Data for processing:
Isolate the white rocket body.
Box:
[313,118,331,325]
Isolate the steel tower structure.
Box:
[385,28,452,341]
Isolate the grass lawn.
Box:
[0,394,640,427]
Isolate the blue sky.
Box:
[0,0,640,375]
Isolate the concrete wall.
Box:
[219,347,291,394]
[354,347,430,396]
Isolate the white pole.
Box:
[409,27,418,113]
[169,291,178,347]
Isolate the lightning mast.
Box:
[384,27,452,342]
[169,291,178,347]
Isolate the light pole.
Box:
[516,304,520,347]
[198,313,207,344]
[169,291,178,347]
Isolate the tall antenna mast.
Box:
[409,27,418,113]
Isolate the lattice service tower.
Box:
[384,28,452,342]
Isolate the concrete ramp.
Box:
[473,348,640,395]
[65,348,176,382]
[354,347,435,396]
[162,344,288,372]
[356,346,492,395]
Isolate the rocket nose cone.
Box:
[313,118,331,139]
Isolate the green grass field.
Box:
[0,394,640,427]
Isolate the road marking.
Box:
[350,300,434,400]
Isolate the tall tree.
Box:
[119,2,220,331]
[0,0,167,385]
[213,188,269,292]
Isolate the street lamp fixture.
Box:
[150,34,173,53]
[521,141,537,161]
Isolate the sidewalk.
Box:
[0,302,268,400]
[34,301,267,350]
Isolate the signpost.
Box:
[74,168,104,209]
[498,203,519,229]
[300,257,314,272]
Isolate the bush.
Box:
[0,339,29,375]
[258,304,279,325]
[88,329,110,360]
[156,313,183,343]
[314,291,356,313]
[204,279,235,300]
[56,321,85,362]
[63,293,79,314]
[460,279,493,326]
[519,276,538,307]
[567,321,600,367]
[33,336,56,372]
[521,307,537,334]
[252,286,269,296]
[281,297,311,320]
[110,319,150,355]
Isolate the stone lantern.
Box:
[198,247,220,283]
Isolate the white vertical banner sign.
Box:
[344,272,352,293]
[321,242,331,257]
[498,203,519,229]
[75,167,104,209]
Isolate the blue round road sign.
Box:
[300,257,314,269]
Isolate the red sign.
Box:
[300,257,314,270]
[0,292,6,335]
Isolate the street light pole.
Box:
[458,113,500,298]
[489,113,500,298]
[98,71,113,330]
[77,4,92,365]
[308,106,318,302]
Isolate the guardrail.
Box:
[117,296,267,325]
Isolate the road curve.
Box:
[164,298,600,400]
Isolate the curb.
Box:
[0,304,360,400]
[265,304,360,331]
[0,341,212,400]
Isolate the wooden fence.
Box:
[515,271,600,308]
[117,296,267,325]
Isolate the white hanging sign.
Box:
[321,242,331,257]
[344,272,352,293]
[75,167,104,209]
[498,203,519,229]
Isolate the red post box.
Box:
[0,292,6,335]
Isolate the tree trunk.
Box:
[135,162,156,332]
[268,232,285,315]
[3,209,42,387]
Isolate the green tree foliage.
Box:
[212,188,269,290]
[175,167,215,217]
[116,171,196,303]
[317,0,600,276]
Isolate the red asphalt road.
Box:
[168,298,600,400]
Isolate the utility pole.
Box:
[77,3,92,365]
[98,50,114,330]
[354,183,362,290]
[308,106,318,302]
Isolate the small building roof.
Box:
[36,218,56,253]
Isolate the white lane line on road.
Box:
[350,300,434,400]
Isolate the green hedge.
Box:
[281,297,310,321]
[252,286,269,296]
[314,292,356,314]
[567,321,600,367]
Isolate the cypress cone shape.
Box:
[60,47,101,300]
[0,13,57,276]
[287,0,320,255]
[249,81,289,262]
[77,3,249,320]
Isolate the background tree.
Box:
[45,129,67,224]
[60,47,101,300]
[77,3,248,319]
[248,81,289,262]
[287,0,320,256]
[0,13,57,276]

Exercise goal: Can you give the data between the lines holding "Isolate the grass lawn." and "[300,257,314,269]", inclusive, substituting "Outline" for every "Isolate" and leaving everything else unchanged?

The completed task:
Outline the grass lawn.
Box:
[0,394,640,427]
Outline the blue sky.
Box:
[0,0,640,375]
Outline the concrete wall.
Box:
[219,347,291,394]
[354,347,430,396]
Outline the white pole.
Box:
[409,27,418,113]
[169,291,178,347]
Outline the lightning mast.
Box:
[384,27,452,342]
[169,291,178,347]
Outline the light pole.
Box:
[516,304,520,347]
[198,313,207,344]
[169,291,178,347]
Outline the tall antenna mast.
Box:
[409,27,418,113]
Outline the lattice service tower.
Box:
[384,28,452,342]
Outline the concrete ramp.
Box:
[473,348,640,395]
[65,348,176,382]
[354,347,435,396]
[162,344,288,372]
[356,346,492,395]
Outline the rocket nose cone.
Box:
[313,118,331,139]
Outline the green grass field.
Box:
[0,394,640,427]
Outline the road marking.
Box:
[350,300,434,400]
Outline the tall tree.
Box:
[119,2,220,331]
[0,0,167,385]
[213,188,269,292]
Outline the street lamp fixture.
Box:
[150,34,173,53]
[521,141,537,161]
Outline the sidewalk.
Box:
[0,302,268,400]
[34,301,267,350]
Outline the signpost.
Box:
[74,168,104,209]
[498,203,519,229]
[300,257,314,272]
Outline the bush.
Box:
[0,339,29,375]
[258,304,279,325]
[88,329,110,360]
[156,313,183,343]
[314,291,356,313]
[204,279,235,300]
[56,321,85,362]
[63,293,79,314]
[460,279,493,326]
[519,276,538,307]
[567,321,600,367]
[33,336,56,372]
[521,307,537,334]
[252,286,269,296]
[281,297,311,320]
[110,319,150,355]
Outline the stone lantern.
Box:
[198,247,220,283]
Outline the white vertical banner sign.
Box:
[344,272,352,293]
[321,242,331,257]
[498,203,519,229]
[75,167,104,209]
Outline the blue round road sign.
Box:
[300,257,314,269]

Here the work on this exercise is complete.